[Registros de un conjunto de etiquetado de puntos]
"""

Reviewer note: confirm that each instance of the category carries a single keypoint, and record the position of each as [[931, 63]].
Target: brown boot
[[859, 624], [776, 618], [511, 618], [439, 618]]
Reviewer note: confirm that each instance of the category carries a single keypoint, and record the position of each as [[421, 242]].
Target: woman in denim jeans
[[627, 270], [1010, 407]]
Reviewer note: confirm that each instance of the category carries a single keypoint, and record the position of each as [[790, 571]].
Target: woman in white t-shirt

"""

▶ [DESCRIPCIÓN DE LA TAREA]: Copia sin ningún cambio las líneas de los datos que empiezan en la que contiene "as [[790, 571]]." y terminan al final de los datos, ambos extremos incluidos.

▶ [RESPUESTA A LA TAREA]:
Reviewer note: confirm that each instance of the category carries a single keypoint, and record the position of each as [[790, 571]].
Target: woman in white t-shirt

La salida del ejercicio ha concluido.